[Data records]
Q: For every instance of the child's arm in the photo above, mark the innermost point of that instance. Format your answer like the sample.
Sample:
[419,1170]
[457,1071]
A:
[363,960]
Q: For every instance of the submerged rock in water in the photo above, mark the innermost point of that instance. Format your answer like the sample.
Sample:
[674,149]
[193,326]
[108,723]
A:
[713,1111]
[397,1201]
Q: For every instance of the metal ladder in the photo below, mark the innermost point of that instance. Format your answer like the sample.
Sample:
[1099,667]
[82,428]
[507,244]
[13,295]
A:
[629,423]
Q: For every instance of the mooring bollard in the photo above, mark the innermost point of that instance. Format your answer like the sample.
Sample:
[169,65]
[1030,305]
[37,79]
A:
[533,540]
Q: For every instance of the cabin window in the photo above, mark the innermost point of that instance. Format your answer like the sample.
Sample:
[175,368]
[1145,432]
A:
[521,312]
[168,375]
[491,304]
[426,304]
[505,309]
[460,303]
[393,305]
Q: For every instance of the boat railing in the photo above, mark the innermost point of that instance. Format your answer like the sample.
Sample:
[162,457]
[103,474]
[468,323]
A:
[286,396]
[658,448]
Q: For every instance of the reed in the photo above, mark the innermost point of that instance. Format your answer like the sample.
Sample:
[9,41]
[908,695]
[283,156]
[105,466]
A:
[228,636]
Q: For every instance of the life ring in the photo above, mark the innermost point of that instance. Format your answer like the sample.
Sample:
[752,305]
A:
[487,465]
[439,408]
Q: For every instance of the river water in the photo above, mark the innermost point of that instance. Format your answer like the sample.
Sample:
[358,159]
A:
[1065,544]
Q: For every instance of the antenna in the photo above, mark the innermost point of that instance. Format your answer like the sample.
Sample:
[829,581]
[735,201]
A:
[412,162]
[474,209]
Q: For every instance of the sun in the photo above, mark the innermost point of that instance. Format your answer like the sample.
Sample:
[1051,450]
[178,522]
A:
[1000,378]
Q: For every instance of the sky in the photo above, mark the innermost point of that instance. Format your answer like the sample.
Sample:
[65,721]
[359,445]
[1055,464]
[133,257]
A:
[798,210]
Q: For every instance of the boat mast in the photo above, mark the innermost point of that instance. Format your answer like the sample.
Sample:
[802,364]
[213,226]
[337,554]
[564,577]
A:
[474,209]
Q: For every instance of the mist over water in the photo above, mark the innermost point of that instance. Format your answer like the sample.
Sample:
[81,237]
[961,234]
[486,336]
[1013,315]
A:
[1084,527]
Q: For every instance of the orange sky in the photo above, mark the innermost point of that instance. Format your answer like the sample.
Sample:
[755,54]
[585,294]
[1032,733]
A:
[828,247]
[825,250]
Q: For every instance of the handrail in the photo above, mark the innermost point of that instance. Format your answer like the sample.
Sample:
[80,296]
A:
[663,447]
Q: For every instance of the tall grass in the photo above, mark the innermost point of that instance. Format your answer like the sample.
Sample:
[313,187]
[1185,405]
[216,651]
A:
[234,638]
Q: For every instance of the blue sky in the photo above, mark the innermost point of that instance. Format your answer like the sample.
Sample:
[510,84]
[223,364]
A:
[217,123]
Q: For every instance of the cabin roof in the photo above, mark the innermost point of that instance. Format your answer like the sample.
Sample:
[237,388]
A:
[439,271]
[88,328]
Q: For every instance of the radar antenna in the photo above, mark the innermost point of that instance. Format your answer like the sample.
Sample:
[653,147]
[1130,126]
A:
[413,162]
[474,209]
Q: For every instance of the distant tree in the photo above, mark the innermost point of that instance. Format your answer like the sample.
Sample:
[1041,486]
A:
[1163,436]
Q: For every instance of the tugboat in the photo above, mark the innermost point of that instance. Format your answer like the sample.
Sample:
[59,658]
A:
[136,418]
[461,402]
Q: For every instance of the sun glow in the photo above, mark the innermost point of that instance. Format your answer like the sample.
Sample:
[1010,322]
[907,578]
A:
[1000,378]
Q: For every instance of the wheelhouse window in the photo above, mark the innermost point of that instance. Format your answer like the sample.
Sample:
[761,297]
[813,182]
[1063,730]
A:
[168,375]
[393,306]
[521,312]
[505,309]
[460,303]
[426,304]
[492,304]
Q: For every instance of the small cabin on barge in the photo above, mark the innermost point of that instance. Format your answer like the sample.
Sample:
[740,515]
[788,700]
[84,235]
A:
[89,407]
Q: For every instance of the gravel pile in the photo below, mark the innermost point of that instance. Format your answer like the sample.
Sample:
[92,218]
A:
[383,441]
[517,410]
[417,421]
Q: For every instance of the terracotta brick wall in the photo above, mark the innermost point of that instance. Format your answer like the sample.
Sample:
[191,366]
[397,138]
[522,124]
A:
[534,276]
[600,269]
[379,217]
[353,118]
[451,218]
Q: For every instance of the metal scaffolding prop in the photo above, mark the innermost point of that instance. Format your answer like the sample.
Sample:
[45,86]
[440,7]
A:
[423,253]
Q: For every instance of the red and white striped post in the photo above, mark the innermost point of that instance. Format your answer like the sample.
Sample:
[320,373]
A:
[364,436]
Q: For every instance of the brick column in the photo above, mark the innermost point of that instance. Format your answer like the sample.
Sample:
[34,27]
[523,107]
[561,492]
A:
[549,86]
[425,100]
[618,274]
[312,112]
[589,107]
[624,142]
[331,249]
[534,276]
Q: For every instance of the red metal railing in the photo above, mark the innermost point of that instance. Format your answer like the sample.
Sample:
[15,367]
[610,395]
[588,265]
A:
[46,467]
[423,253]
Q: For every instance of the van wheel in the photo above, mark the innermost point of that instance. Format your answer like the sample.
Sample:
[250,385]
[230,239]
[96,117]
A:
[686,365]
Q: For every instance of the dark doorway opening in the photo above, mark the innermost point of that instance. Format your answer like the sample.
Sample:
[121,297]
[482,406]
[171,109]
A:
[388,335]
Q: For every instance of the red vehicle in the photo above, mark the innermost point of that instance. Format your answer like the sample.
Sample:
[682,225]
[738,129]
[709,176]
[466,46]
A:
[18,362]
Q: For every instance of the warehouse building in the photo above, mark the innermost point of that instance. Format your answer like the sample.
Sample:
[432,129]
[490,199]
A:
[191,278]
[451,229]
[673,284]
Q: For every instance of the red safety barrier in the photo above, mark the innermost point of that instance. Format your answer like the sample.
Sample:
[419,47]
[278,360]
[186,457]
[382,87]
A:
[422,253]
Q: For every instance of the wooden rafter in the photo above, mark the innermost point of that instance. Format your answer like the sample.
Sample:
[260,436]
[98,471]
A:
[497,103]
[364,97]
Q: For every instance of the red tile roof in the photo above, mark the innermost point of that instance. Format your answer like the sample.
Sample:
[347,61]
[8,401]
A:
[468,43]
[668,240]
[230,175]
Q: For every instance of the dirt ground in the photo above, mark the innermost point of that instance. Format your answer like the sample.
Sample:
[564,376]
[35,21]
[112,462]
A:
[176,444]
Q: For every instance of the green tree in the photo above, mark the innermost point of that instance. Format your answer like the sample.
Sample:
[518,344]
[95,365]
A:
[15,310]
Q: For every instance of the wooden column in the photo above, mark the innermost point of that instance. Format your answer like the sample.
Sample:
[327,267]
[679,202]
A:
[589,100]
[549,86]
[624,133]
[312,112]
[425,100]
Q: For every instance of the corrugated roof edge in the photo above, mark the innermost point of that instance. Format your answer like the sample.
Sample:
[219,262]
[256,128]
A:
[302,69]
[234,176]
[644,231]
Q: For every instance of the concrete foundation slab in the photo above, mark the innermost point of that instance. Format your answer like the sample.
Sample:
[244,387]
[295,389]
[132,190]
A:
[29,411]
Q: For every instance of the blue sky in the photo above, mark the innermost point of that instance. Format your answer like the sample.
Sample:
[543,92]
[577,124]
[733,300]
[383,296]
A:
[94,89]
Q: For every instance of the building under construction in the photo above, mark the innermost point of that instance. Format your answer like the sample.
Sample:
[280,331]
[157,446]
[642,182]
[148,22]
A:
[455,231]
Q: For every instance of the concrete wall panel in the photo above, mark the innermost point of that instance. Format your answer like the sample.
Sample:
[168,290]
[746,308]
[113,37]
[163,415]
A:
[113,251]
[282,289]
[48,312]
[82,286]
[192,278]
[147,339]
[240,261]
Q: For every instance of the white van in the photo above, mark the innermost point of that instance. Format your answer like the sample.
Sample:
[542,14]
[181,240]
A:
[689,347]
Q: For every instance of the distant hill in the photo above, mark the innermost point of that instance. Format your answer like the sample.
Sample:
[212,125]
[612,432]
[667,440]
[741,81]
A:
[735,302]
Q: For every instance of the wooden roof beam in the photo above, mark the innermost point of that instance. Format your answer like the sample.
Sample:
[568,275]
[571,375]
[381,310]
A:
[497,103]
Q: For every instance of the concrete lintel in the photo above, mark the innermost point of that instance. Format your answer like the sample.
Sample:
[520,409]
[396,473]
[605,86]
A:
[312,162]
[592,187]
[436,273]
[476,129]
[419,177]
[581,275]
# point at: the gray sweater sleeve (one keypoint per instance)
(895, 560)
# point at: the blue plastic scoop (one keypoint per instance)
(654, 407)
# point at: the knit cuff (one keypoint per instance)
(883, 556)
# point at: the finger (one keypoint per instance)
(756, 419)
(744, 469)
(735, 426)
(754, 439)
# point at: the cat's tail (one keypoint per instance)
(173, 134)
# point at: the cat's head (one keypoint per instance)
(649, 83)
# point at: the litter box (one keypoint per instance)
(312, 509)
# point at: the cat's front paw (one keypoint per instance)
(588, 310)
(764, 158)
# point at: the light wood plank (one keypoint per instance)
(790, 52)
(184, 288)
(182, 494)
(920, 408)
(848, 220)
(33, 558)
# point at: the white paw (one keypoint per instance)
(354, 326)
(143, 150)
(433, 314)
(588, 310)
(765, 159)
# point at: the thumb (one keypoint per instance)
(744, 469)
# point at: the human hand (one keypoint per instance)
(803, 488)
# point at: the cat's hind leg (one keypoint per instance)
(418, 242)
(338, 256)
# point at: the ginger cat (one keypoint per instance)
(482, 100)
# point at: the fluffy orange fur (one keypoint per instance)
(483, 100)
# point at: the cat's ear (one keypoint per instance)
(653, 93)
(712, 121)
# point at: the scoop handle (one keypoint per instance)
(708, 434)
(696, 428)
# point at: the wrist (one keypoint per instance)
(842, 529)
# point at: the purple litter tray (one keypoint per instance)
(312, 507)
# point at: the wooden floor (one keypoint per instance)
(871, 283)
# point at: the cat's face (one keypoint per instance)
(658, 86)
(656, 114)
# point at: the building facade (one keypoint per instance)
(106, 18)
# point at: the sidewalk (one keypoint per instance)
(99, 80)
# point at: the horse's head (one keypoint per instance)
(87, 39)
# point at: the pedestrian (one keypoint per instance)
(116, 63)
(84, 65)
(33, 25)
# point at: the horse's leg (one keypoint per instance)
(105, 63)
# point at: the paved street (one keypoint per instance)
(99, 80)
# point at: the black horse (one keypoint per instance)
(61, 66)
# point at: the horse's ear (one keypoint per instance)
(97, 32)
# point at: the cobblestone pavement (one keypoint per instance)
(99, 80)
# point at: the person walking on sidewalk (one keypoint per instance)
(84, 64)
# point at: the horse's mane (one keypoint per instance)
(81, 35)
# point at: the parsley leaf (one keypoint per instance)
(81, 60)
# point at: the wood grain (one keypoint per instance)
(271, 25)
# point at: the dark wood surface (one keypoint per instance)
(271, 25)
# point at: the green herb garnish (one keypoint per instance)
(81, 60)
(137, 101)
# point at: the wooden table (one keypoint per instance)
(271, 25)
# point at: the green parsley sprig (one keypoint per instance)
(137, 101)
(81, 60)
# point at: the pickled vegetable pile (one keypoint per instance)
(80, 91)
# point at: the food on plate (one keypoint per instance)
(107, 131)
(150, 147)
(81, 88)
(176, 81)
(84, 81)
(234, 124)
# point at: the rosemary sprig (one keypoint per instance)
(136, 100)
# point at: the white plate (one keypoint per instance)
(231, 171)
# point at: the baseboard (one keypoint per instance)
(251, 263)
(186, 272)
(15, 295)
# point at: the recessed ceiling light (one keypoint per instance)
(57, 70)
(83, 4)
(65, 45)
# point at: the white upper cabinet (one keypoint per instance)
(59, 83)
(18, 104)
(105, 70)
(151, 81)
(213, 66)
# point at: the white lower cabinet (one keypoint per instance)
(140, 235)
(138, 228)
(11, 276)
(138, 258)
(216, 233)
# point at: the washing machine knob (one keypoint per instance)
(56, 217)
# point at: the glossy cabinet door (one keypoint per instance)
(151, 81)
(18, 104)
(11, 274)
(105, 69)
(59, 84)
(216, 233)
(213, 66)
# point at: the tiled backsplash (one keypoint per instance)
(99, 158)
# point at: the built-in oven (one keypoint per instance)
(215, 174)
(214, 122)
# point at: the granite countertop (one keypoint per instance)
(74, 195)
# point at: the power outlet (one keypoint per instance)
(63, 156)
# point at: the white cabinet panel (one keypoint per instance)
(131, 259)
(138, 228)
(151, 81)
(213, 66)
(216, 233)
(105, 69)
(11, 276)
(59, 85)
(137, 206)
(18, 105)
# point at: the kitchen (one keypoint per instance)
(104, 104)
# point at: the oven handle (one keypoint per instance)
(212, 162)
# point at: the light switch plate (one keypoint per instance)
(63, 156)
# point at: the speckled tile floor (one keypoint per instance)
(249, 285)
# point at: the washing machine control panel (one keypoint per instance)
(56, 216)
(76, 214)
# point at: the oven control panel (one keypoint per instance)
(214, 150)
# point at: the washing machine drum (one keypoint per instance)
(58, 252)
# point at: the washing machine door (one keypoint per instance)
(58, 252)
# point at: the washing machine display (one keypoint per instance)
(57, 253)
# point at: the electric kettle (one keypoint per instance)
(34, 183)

> WHAT IS REQUIRED:
Rewrite the part of the material that opens with the line containing "# point at: the oven handle" and closes with the last line of the material, adding 115 to every coordinate.

> FINISHED ANSWER:
# point at: the oven handle (one keypoint per instance)
(327, 277)
# point at: the light switch plate (one keypoint per instance)
(178, 271)
# point at: the speckled tile floor (one keypoint per instance)
(364, 400)
# point at: the washing machine control panel (one keypoint per instance)
(171, 331)
(191, 329)
# point at: the oven control panel (one keypoint per instance)
(329, 265)
# point at: the washing machine drum (one keypoint per instance)
(173, 367)
# point at: the washing machine door (one keypoint per instance)
(173, 367)
# point at: the washing machine display (one keypoint per instance)
(172, 368)
# point at: the electric kettle (one keypoint per instance)
(149, 298)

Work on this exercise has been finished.